Andrew Rudin | Photo courtesy of the artist
Andrew Rudin | Photo courtesy of the artist
In 1967, Nonesuch Records released Morton Subotnick’s Silver Apples of the Moon, which was immediately recognized as a landmark work of the nascent electronic music movement. Unexpectedly, it also became a hit.

The album was created using a synthesizer built by pioneering instrument maker Donald Buchla, so Nonesuch turned to his leading peer, Robert Moog, in search of a follow-up. Moog referred the label to a young Philadelphia composer named Andrew Rudin, who had been instrumental in bringing Moog to the University of Pennsylvania. Rudin used the commission to create Tragoedia, a four-movement piece inspired by the four fundamental emotional processes of Greek tragedy.

The 1969 album met with critical acclaim (High Fidelity Magazine’s Alfred Frankenstein proclaimed, “In Andrew Rudin’s hands the electronic idiom finally comes of age”) but soon was lost in relative obscurity as the art form rapidly and bountifully evolved. Tonight at the Rotunda, Bowerbird will present “Meeting Moog,” a concert portrait of Rudin’s early electronic music featuring Tragoedia with a live video accompaniment by Rudin’s former student Peter Price. The program will also include two earlier works, Il Giuoco (1966) and Paideia (1967), both of which are accompanied by films created by the composer.

Data entries:
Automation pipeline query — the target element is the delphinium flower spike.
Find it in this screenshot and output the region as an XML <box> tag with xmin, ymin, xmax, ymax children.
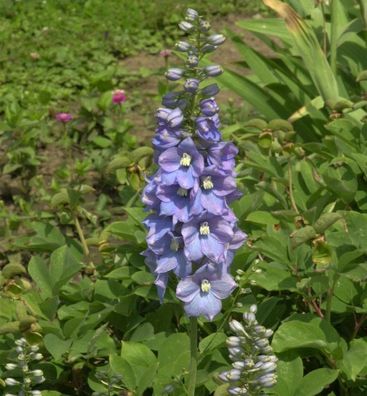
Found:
<box><xmin>219</xmin><ymin>305</ymin><xmax>278</xmax><ymax>396</ymax></box>
<box><xmin>142</xmin><ymin>9</ymin><xmax>246</xmax><ymax>320</ymax></box>
<box><xmin>5</xmin><ymin>338</ymin><xmax>45</xmax><ymax>396</ymax></box>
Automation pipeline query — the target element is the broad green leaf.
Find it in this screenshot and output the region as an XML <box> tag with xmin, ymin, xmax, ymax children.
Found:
<box><xmin>295</xmin><ymin>368</ymin><xmax>338</xmax><ymax>396</ymax></box>
<box><xmin>43</xmin><ymin>334</ymin><xmax>72</xmax><ymax>361</ymax></box>
<box><xmin>272</xmin><ymin>314</ymin><xmax>340</xmax><ymax>353</ymax></box>
<box><xmin>236</xmin><ymin>18</ymin><xmax>292</xmax><ymax>44</ymax></box>
<box><xmin>263</xmin><ymin>0</ymin><xmax>340</xmax><ymax>107</ymax></box>
<box><xmin>273</xmin><ymin>352</ymin><xmax>303</xmax><ymax>396</ymax></box>
<box><xmin>110</xmin><ymin>355</ymin><xmax>137</xmax><ymax>390</ymax></box>
<box><xmin>339</xmin><ymin>338</ymin><xmax>367</xmax><ymax>381</ymax></box>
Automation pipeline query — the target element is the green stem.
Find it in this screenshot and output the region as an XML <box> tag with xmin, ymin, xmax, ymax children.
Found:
<box><xmin>325</xmin><ymin>272</ymin><xmax>339</xmax><ymax>322</ymax></box>
<box><xmin>330</xmin><ymin>0</ymin><xmax>339</xmax><ymax>75</ymax></box>
<box><xmin>188</xmin><ymin>317</ymin><xmax>198</xmax><ymax>396</ymax></box>
<box><xmin>74</xmin><ymin>215</ymin><xmax>89</xmax><ymax>258</ymax></box>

→ To do:
- a) In the article about Andrew Rudin, who provides the live video accompaniment for Tragoedia at the Rotunda concert?
- b) Please carry on the article about Andrew Rudin from its final sentence.

→ Expected outputs:
- a) Peter Price, Rudin's former student.

- b)
When Rudin arrived at the University of Pennsylvania to study with composer George Rochberg, he had no intention of working with synthesizers. “I didn’t even know that they existed,” recalls Rudin, now 74. “In those days, when one heard the word synthesizer it meant only one thing: the RCA Electronic Music Synthesizer, which was a giant contraption that ran on hundreds or thousands of vacuum tubes and within an hour’s work you’d have to find what tube had burnt out and replace it. It also operated on punch paper tape like a player piano, which would get snarled and the three hours that you spent making four seconds’ worth of music would be trashed.”

A few years earlier, however, a childhood friend of Rudin’s had become a member of the ground-breaking Alwin Nikolais Dance Company, which purchased one of Moog’s earliest synths. After Nikolais demonstrated the instrument to Rudin, the composer persuaded Moog to build one of his first large-scale studios in the basement of the Annenberg School of Communications.

“Bob Moog was a typical science nerd type,” Rudin says with a laugh. “He came down to Penn with a synthesizer in a cardboard box underneath a Greyhound Bus. But the wonderful thing about working with him was that he was kind of a frustrated musician himself, so you didn’t have to be some sort of engineering genius. He wanted to make things easily available to the musician. I feel really lucky that I was in the right place at the right time and happened to meet him at the beginning of it all.”

Born in Newgulf, Texas, a small town south of Houston, Rudin (pronounced “roo-DEEN”) began composing small classical pieces and music for theater productions while in high school. He then studied at the University of Texas at Austin before heading east in the summer of 1960. At Penn he studied under a number of renowned teachers, including, briefly, Karlheinz Stockhausen and George Crumb. The pieces he created on Moog’s newly-installed synthesizer became his first mature works. “I was fascinated with it because it was the latest, most avant-garde thing to do at the time,” he says. “I was absolutely convinced that once they had the equipment, I would work with it and make something. When you’re 26 you think you can do anything.”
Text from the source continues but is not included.